What the task requires: Render every line of the entries below as a Markdown table with the columns Row and Line. Row holds a running number and Line holds the line, and blank lines are skipped.

· · · ·

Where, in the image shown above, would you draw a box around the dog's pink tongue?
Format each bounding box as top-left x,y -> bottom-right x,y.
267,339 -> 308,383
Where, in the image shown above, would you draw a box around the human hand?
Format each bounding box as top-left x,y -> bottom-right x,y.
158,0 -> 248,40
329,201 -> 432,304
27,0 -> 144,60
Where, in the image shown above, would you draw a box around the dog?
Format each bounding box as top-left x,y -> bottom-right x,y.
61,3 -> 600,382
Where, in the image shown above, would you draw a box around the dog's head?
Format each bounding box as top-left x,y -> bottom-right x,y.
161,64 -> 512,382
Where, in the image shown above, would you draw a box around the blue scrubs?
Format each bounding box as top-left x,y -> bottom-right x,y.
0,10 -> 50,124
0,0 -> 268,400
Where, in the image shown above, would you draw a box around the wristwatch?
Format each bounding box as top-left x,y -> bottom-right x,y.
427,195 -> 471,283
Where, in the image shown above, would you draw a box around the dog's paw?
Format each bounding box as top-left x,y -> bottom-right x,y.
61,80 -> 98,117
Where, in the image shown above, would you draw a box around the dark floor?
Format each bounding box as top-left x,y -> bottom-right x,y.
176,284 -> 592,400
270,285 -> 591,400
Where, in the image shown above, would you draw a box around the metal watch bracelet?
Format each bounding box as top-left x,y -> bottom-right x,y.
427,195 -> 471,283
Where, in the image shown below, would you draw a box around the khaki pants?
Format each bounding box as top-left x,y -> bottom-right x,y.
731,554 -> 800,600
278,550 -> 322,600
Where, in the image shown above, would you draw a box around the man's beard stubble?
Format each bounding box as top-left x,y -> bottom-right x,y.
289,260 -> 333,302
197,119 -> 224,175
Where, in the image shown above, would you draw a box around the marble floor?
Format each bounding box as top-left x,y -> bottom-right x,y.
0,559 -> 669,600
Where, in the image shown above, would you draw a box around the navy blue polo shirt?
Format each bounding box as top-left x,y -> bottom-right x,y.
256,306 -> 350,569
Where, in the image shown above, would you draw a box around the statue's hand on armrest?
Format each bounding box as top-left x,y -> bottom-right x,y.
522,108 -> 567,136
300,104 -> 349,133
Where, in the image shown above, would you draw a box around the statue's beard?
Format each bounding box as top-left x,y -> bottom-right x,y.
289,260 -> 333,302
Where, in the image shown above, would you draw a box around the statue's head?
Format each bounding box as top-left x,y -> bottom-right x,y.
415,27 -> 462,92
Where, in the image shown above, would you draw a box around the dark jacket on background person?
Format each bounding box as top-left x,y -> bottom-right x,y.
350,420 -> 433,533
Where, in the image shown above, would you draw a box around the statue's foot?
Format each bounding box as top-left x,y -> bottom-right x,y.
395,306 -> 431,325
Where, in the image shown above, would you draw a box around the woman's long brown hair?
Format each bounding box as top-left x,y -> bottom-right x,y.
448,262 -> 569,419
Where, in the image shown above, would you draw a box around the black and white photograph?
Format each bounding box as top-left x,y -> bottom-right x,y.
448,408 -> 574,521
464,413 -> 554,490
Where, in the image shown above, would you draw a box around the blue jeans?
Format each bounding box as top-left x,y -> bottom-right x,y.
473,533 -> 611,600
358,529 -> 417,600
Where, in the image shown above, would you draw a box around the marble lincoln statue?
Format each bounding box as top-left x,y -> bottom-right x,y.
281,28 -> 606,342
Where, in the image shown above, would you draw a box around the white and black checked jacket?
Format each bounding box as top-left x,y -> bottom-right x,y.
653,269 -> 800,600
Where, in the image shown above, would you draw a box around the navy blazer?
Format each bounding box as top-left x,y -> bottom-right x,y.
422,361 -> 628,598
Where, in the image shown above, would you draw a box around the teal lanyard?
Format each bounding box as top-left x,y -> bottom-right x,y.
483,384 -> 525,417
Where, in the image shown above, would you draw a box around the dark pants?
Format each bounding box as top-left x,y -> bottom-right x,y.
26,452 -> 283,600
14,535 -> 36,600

· · · ·

Task output:
| Row | Line |
|---|---|
| 1 | Where, in the image shown above, would you draw a box around the dog's pink tongue? |
| 2 | Format each bounding box as top-left x,y -> bottom-right x,y. |
| 3 | 267,339 -> 308,383 |
| 4 | Where, in the image shown above, would you draw a box around the human hand? |
| 5 | Format each bounding box as top-left x,y -> bottom-right x,y. |
| 6 | 158,0 -> 248,40 |
| 7 | 329,201 -> 432,304 |
| 8 | 27,0 -> 144,60 |
| 9 | Where, in the image shown above, would you draw a box around the dog? |
| 10 | Format each bounding box as top-left x,y -> bottom-right x,y. |
| 11 | 61,3 -> 600,382 |
| 12 | Where, in the image shown above, would you draw a box around the dog's head? |
| 13 | Format each bounding box as top-left x,y -> bottom-right x,y. |
| 14 | 161,64 -> 512,382 |
| 15 | Where, in the image shown above, would you draw a box around the blue scrubs? |
| 16 | Format each bounding box as top-left x,y -> bottom-right x,y. |
| 17 | 0,10 -> 50,124 |
| 18 | 0,0 -> 268,400 |
| 19 | Where, in the image shown above, would you draw a box around the wristwatch? |
| 20 | Format each bounding box as top-left x,y -> bottom-right x,y. |
| 21 | 427,195 -> 471,283 |
| 22 | Where, in the image shown above, would you draw a box around the dog's paw? |
| 23 | Format each bounding box as top-left x,y -> bottom-right x,y. |
| 24 | 61,80 -> 98,117 |
| 25 | Where, in the image shown above, would you draw a box around the dark floor? |
| 26 | Format each bounding box as top-left x,y -> bottom-right x,y. |
| 27 | 176,284 -> 592,400 |
| 28 | 270,285 -> 591,400 |
| 29 | Where, in the image shown above, would you draw a box around the metal watch bracelet? |
| 30 | Format each bounding box as top-left x,y -> bottom-right x,y. |
| 31 | 427,195 -> 471,283 |
| 32 | Where, in the image shown below, would you draw a box around the khaki pants? |
| 33 | Format each bounding box as top-left x,y -> bottom-right x,y. |
| 34 | 731,554 -> 800,600 |
| 35 | 278,550 -> 322,600 |
| 36 | Where, in the image shown above, would you draw a box around the man's beard stubble? |
| 37 | Format each bounding box as top-left x,y -> bottom-right x,y. |
| 38 | 289,260 -> 333,302 |
| 39 | 197,119 -> 224,175 |
| 40 | Where, in the image shown above, would you draw a box around the marble floor? |
| 41 | Format each bounding box as top-left x,y -> bottom-right x,y. |
| 42 | 0,559 -> 669,600 |
| 43 | Where, in the image shown above, would you draw a box around the navy blue polo shirt? |
| 44 | Format each bounding box as top-left x,y -> bottom-right x,y. |
| 45 | 256,306 -> 350,569 |
| 46 | Where, in the image shown above, would you draw a box around the statue's hand on armrest? |
| 47 | Format each bounding box as top-left x,y -> bottom-right x,y. |
| 48 | 522,108 -> 567,136 |
| 49 | 300,104 -> 349,133 |
| 50 | Where, in the image shown above, would you draw a box around the statue's beard? |
| 51 | Format each bounding box as top-left x,y -> bottom-right x,y. |
| 52 | 289,260 -> 333,302 |
| 53 | Where, in the image shown above, would you draw a box around the statue's head? |
| 54 | Format each bounding box as top-left x,y -> bottom-right x,y. |
| 55 | 415,27 -> 462,92 |
| 56 | Where, in the image shown above, would you draw a box around the dark jacket on background person? |
| 57 | Format each bounding box as top-left x,y -> bottom-right x,y. |
| 58 | 350,420 -> 433,533 |
| 59 | Where, in the image shown above, would you draw a box around the statue's foot? |
| 60 | Format each bounding box as top-left x,y -> bottom-right x,y. |
| 61 | 395,306 -> 431,325 |
| 62 | Where, in the image shown above, would you draw a box around the woman's long brown hair? |
| 63 | Format each bounding box as top-left x,y -> bottom-right x,y. |
| 64 | 448,262 -> 569,419 |
| 65 | Where, in the image shown above, would you draw a box around the black and white photograph? |
| 66 | Format each bounding box as top-left x,y -> bottom-right x,y. |
| 67 | 448,408 -> 574,521 |
| 68 | 464,413 -> 554,490 |
| 69 | Where, in the image shown above, would you draw a box around the blue jeans? |
| 70 | Format each bounding box as top-left x,y -> bottom-right x,y. |
| 71 | 473,533 -> 611,600 |
| 72 | 358,529 -> 417,600 |
| 73 | Where, in the image shown above, would you draw a box around the marble lincoln statue? |
| 74 | Format each bounding box as top-left x,y -> bottom-right x,y. |
| 75 | 281,28 -> 606,342 |
| 76 | Where, in the image shown above, would you draw a box around the white and black checked jacket? |
| 77 | Format each bounding box as top-left x,y -> bottom-right x,y. |
| 78 | 653,269 -> 800,600 |
| 79 | Where, in the image shown above, would you draw a box around the navy blazer? |
| 80 | Format each bounding box as top-left x,y -> bottom-right x,y. |
| 81 | 422,361 -> 628,598 |
| 82 | Where, in the image shown above, would you draw a box around the teal lanyard? |
| 83 | Format each bounding box as top-left x,y -> bottom-right x,y. |
| 84 | 483,384 -> 525,417 |
| 85 | Where, in the image shown above, would you draw a box around the dark pants? |
| 86 | Format each bounding box as top-left x,y -> bottom-right x,y. |
| 87 | 26,452 -> 283,600 |
| 88 | 14,535 -> 36,600 |